- _INSTRUCTION_
Exactly as they appear, output all of the records. Skip any images.

- _MATERIAL SUPPLIED_
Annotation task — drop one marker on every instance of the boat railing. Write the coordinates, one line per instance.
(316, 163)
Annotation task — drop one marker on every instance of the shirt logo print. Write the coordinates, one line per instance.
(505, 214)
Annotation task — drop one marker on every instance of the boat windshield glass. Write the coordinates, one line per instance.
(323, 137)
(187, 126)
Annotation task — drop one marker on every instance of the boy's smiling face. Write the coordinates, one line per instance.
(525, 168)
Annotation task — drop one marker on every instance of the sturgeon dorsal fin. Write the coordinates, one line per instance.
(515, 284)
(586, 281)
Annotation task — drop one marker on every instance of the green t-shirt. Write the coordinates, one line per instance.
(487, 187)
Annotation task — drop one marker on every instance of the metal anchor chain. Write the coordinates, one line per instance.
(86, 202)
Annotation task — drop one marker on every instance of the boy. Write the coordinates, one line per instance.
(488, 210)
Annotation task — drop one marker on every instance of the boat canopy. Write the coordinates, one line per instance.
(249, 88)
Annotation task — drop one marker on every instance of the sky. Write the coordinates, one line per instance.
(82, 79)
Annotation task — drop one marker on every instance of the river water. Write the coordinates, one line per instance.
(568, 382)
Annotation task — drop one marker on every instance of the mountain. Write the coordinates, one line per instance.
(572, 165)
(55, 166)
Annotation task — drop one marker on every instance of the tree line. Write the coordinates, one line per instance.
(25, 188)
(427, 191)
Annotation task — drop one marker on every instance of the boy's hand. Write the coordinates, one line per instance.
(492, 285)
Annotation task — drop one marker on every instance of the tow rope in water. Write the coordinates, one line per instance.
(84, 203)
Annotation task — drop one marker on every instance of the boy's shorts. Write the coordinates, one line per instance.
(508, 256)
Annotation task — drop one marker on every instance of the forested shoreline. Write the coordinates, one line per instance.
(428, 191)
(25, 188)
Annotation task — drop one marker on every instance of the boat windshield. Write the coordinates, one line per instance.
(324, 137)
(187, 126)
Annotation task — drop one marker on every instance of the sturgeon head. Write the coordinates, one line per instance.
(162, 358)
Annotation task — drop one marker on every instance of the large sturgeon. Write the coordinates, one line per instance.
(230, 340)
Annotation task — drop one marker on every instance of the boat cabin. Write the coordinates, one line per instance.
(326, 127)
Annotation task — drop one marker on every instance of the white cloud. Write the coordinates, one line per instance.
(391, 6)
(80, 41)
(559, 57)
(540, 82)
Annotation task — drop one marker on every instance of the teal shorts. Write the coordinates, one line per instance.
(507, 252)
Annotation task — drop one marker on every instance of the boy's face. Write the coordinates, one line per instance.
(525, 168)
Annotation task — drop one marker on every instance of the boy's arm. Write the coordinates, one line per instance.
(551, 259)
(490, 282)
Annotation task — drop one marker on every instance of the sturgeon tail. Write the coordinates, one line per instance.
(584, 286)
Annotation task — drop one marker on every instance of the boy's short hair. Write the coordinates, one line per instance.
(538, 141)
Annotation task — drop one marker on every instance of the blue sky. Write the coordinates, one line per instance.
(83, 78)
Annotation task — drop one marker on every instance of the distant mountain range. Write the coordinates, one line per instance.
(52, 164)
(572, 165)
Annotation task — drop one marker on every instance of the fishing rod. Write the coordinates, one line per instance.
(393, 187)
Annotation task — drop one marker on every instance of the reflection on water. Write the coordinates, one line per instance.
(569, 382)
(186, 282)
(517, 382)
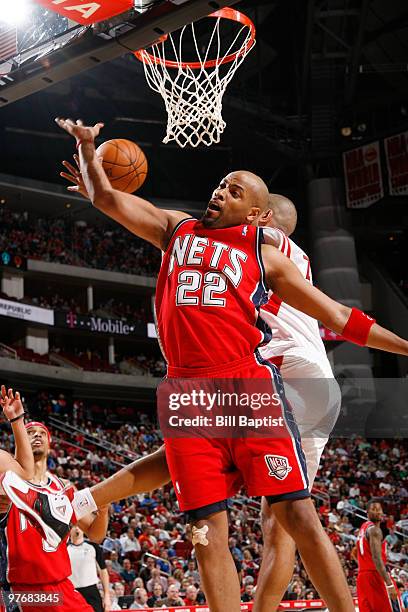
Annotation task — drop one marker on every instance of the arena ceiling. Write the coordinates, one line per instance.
(318, 66)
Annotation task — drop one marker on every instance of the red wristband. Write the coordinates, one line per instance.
(358, 327)
(79, 142)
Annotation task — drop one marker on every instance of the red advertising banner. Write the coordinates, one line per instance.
(86, 12)
(396, 152)
(362, 172)
(304, 604)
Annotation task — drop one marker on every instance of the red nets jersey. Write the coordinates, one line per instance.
(210, 287)
(24, 556)
(365, 560)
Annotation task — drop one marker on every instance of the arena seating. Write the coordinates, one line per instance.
(61, 241)
(86, 449)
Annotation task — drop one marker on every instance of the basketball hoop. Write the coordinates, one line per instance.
(193, 90)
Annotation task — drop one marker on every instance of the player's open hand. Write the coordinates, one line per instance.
(74, 175)
(393, 593)
(11, 404)
(78, 130)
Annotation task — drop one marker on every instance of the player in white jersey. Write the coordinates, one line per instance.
(297, 349)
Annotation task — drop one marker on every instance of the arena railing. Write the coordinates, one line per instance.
(63, 442)
(106, 446)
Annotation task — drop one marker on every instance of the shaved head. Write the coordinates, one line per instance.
(255, 185)
(240, 198)
(284, 215)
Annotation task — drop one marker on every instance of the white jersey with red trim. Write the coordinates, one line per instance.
(25, 558)
(290, 328)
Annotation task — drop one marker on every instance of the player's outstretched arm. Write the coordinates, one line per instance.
(136, 214)
(286, 281)
(145, 474)
(23, 464)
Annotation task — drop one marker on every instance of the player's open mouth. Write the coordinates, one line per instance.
(214, 207)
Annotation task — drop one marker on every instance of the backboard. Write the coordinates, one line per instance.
(47, 48)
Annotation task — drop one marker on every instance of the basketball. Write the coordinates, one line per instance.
(124, 163)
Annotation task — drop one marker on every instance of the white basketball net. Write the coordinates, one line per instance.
(193, 97)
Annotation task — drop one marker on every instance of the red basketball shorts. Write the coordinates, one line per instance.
(207, 470)
(373, 596)
(63, 594)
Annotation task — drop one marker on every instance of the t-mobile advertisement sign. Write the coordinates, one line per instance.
(99, 325)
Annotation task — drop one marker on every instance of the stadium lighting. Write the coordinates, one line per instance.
(15, 12)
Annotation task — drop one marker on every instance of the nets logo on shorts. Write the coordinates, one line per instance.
(278, 466)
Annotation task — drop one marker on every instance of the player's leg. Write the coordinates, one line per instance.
(364, 587)
(56, 597)
(315, 400)
(145, 474)
(219, 578)
(52, 514)
(278, 561)
(300, 520)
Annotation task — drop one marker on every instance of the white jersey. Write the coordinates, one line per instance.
(291, 329)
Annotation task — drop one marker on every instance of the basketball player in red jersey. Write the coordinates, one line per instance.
(297, 349)
(13, 410)
(27, 562)
(225, 245)
(376, 590)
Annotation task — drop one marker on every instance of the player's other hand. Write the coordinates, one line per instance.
(11, 404)
(393, 593)
(74, 175)
(78, 130)
(107, 603)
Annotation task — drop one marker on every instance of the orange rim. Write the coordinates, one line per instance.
(225, 13)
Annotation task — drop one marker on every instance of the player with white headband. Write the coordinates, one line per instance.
(297, 349)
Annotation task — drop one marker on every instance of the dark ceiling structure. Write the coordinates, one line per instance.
(318, 66)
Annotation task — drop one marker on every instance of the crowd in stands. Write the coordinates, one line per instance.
(149, 555)
(75, 243)
(93, 360)
(108, 309)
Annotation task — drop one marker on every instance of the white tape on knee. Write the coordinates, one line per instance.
(199, 535)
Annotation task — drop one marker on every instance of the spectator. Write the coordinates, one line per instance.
(173, 598)
(129, 542)
(146, 572)
(123, 601)
(156, 577)
(248, 593)
(116, 566)
(192, 571)
(113, 576)
(140, 600)
(127, 574)
(86, 560)
(156, 600)
(191, 596)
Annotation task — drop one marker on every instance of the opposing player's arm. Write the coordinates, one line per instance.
(136, 214)
(286, 281)
(95, 524)
(273, 236)
(23, 463)
(374, 537)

- _THE OUTPUT_
Annotation task — drop one marker on every instance of the boat railing. Write the coordinates, one line per instance.
(316, 163)
Annotation task — drop one marker on every instance of the shirt logo print. Write the coordinates, one line per instance.
(505, 214)
Annotation task — drop one marker on every instance of the boat windshield glass. Write the coordinates, one line per instance.
(323, 137)
(187, 126)
Annotation task — drop one marker on every instance of the boy's smiling face. Write the coordinates, one line per instance.
(525, 168)
Annotation task — drop one marker on every instance of the sturgeon dorsal fin. Write the coordinates, one line per instance.
(515, 284)
(586, 281)
Annotation task — drop one marker on every instance of the green t-shirt. Write the coordinates, one line per instance.
(487, 187)
Annotation task — drop one marker on every instance of the metal anchor chain. Write the coordinates, one line per instance.
(86, 202)
Annotation task — drop one marker on every instance of the boy. Write the coordinates, one line per instance.
(488, 210)
Annotation task — drop one marker on every instance of the boat canopy. Write the coordinates, one line per instance.
(249, 88)
Annotation task — drop one marker on every instance of the sky. Write the coordinates, one line per instance.
(82, 79)
Annotation task — drop one marker on every instance of the river water. Write the coordinates, one line per instance.
(568, 382)
Annotation task — drop one marker on every instance of the mountain. Write the coordinates, one line per instance.
(572, 165)
(55, 166)
Annotation task — drop one marker on every instance of the tree line. Write the coordinates, one line per instance.
(25, 188)
(427, 191)
Annotation task — drop one marker on every instance of the boy's hand. Write the coordinates, one line per instance.
(492, 285)
Annotation task — drop one marker on every instance of the tow rope in water. Write the coordinates, one line per instance.
(84, 203)
Annotation task — drop one marker on every instance of the boy's shorts. Write the coordinates, one line per instance.
(508, 256)
Annotation task — drop one marker on every instance of the forested shoreline. Write the coordinates, one line per instance.
(428, 191)
(25, 188)
Annotation task — drop one marker on every instance of the boat windshield. Write the coordinates, one line per instance.
(324, 137)
(187, 126)
Annotation task — drop one marker on every instance of the sturgeon head. Write the coordinates, one line per instance.
(162, 358)
Annotation task — drop one marker on every instance of the large sturgeon. Write the coordinates, one line per instance.
(230, 340)
Annotation task — drop one marker on every instance of the boat cabin. Write the coordinates, one line per instance.
(326, 127)
Annotation task — drop one marker on every instance of the white cloud. Write the coordinates, one line per instance.
(391, 6)
(80, 41)
(559, 57)
(540, 82)
Annotation task — drop one marker on every instance of the teal shorts. Write the coordinates, one line per instance.
(507, 252)
Annotation task — drop one marker on every instance of the boy's face. Write the coordinates, one line per instance.
(525, 168)
Annotation task — drop one marker on every instance of the boy's arm. Write the coordinates, one line per instance.
(551, 259)
(490, 282)
Annotation task — drop one marker on every instance of the sturgeon tail. Write the coordinates, one line per instance.
(584, 286)
Annotation task — drop one marker on every instance of the boy's short hair. Write the coordinates, one line per instance.
(538, 141)
Annotation task — drop one marker on every instance of the blue sky. Write the coordinates, one line per instance.
(83, 78)
Annotation task — drop one marker on every instance of the distant mountain range. Write the coordinates, one line per instance.
(52, 164)
(572, 165)
Annotation task — drop one marker on every instance of the fishing rod. Write the coordinates, one line per instance.
(393, 187)
Annotation task — drop one marker on every instance of the reflection on water. Write the coordinates, one line per instance.
(569, 382)
(186, 282)
(517, 382)
Annotation task — drop one marker on every instance of the arena ceiling. Write the coordinates, one line per instance.
(318, 66)
Annotation task — drop one marker on every instance of the red wristband. Write the coordinates, one line per instance.
(358, 327)
(79, 142)
Annotation task — drop one marker on every instance of the red advertising banner. Write the coordinates, one line per instance.
(86, 12)
(396, 152)
(362, 172)
(304, 604)
Annotation task — drop one marker on every instance of the red nets jersey. Write the coordinates, one line per instance.
(210, 287)
(24, 556)
(365, 560)
Annotation task — drop one marker on every instance of the arena seating. Write the coordinates, one line per instance.
(61, 241)
(86, 449)
Annotation task — drop one marker on every instance of the basketball hoop. Write the coordinates, one line per instance.
(193, 90)
Annotation task — drop one marker on every instance of the player's open hand. Write the coordinates, one line per instance.
(74, 175)
(393, 593)
(11, 404)
(78, 130)
Annotation task — drop one marker on every instance of the player in white jersey. Write the coordinates, one line per instance.
(297, 349)
Annotation task — drop one marker on every instance of the arena railing. Write the coordinates, one line per instance.
(63, 442)
(106, 446)
Annotation task — drop one marker on every instance of the shaved head. Write the coordinates, one line per instance.
(255, 185)
(240, 198)
(284, 215)
Annotation task — drop one marker on every instance of the white jersey with red trim. Write the coordinates, one line per instance.
(25, 558)
(290, 328)
Annotation task — drop one marker on every instance of the player's outstretched arm. Write the coordinates, one line per instance.
(136, 214)
(286, 281)
(145, 474)
(23, 464)
Annotation task — drop one marker on every instance of the player's open mouth. Write the coordinates, one line per instance.
(214, 207)
Annotation task — drop one marker on every instance of the backboard. Write the coordinates, one line per instance.
(47, 48)
Annotation task — drop one marker on every instance of the basketball. Write the coordinates, one line per instance.
(124, 163)
Annotation task — drop one marker on every instance of the white basketball net. Write the coordinates, one line per instance.
(193, 97)
Annotation task — drop one marker on every instance of the red basketball shorts. Write the coordinates, one line per instance.
(207, 470)
(373, 596)
(63, 594)
Annotation task — drop one marker on every instance of the t-mobile advertisement sign. Write the coordinates, one line per instance.
(99, 325)
Annotation task — drop one marker on every instance of the stadium lighting. Write the coordinates, one line per instance.
(15, 12)
Annotation task — drop one marker on every instance of the nets logo on shorts. Write the coordinates, one line per instance.
(278, 466)
Annotation task — drop one marker on every instance of the player's leg. Write the coordinates, one line per instance.
(364, 587)
(56, 597)
(315, 400)
(145, 474)
(219, 578)
(52, 514)
(278, 561)
(300, 520)
Annotation task — drop one marker on every instance of the white jersey. Write the coordinates, one line per instance.
(291, 329)
Annotation task — drop one marker on every instance of the basketball player in red jersey. Write the coordinates, one line per instance.
(297, 349)
(13, 410)
(27, 562)
(225, 245)
(376, 590)
Annotation task — drop one marker on every instance of the player's other hand. Write the coordinates, one line per instance.
(11, 404)
(393, 593)
(74, 175)
(78, 130)
(107, 603)
Annotation task — drop one marker on every instance of the orange rim. Write the coordinates, one line per instance.
(225, 13)
Annotation task — drop one marker on every instance of the player with white headband. Write the coordinates, one line per instance.
(297, 349)
Annotation task — drop one marker on every instance of the dark ceiling structure. Write the coordinates, one line per instance.
(318, 66)
Annotation task — drop one marker on every instance of the crowd in stands. Write the coordinates, one line per instance.
(149, 555)
(75, 243)
(93, 360)
(108, 309)
Annotation task — drop one marker on every instance of the white tape on knee. Write the coordinates, one line per instance.
(199, 535)
Annotation task — drop one marker on every instance of the spectator. Write the coordinates, one line per instance.
(173, 598)
(129, 542)
(146, 572)
(123, 601)
(156, 577)
(248, 593)
(116, 566)
(192, 571)
(113, 576)
(140, 600)
(127, 574)
(86, 560)
(156, 600)
(191, 596)
Annotation task — drop one marker on every instance of the opposing player's arm. Write the coordinates, one line per instance.
(136, 214)
(286, 281)
(95, 524)
(273, 236)
(23, 463)
(374, 537)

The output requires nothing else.